### [Fragment tekstu]
# # # # #

Marek Kondrat słynie ze swojego zamiłowania do wina. Owocem pasji aktora jest sklep internetowy oferujący trunki z różnych stron świata. Prowadzenie biznesu nie jest jednak łatwe, ponieważ działalnością Kondrata usilnie interesuje się Państwowa Agencja Rozwiązywania Problemów Alkoholowych (PARPA).
REKLAMA
Zainteresowanie pracowników PARPA wynika z tego, że przyjęta w 1982 roku Ustawa o wychowaniu w trzeźwości i przeciwdziałaniu alkoholizmowi nie wspomina o handlowaniu alkoholem przez internet. PARPA uważa zaś, że obowiązujących przepisów nie należy interpretować rozszerzająco, ponieważ ustawa ma ograniczać dostęp do napojów alkoholowych.

# # # # #

### [Materiał źródłowy]
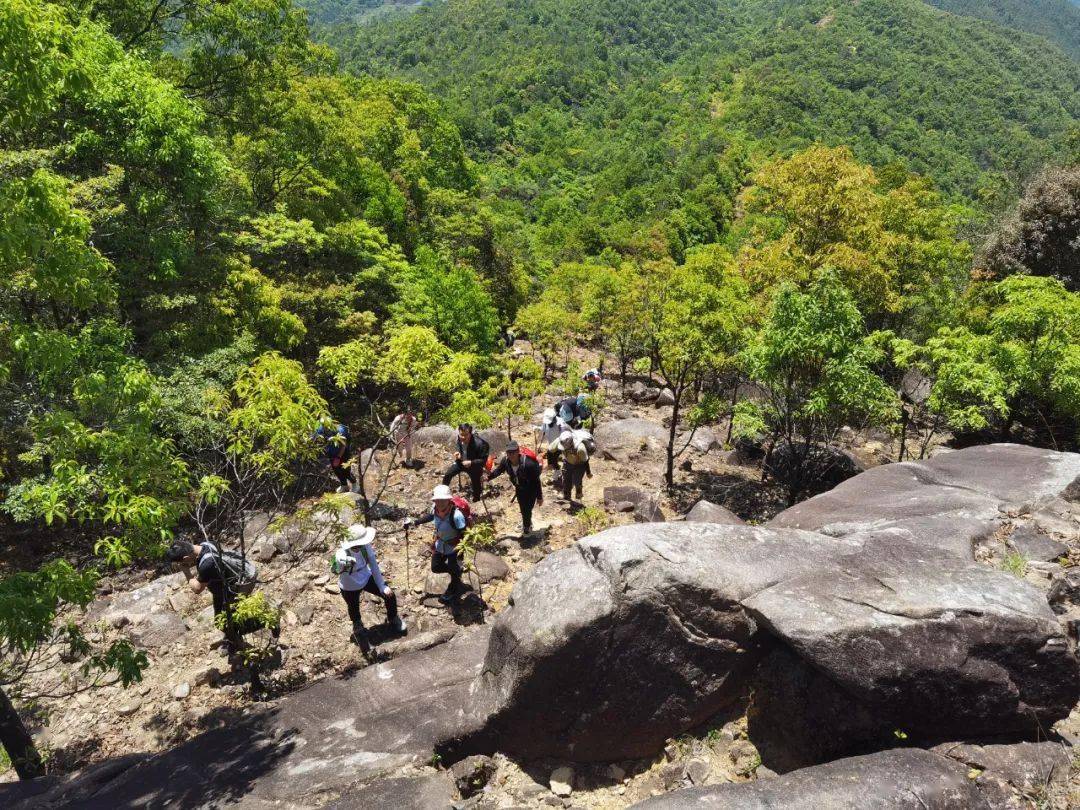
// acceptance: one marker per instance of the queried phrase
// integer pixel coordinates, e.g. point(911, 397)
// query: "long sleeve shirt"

# # # # #

### [Zadania]
(1) Skopiuj wiernie część tekstu o sklepie internetowym Marka Kondrata: zacznij od słów „Marek Kondrat słynie” i skończ po słowach „Problemów Alkoholowych (PARPA).”.
(2) Podejmij tekst o sklepie internetowym Marka Kondrata od miejsca, w którym się kończy, i napisz jego dalszy ciąg.

### [Odpowiedzi]
(1)
Marek Kondrat słynie ze swojego zamiłowania do wina. Owocem pasji aktora jest sklep internetowy oferujący trunki z różnych stron świata. Prowadzenie biznesu nie jest jednak łatwe, ponieważ działalnością Kondrata usilnie interesuje się Państwowa Agencja Rozwiązywania Problemów Alkoholowych (PARPA).

(2)
Z tego względu, jak podaje „Rzeczpospolita”, jeszcze w lutym 2013 roku PARPA powiadomiła o działalności sklepu Kondrata prokuraturę. Następnie do śledczych wpłynęły zawiadomienia dotyczące czterech innych sklepów. We wszystkich przypadkach prokuratury albo umarzały postępowania, albo w ogóle odmawiały ich wszczęcia.
Ministerstwo Gospodarki zapowiedziało już, że prawo zostanie przystosowane do współczesnych potrzeb. Krzysztof Brzózka, dyrektor PARPA, korzystając z okazji, poskarżył się zaś „Rzeczpospolitej” na złą wolę prokuratury, która najwidoczniej nie podziela zaniepokojenia agencji.
źródło: „Rzeczpospolita”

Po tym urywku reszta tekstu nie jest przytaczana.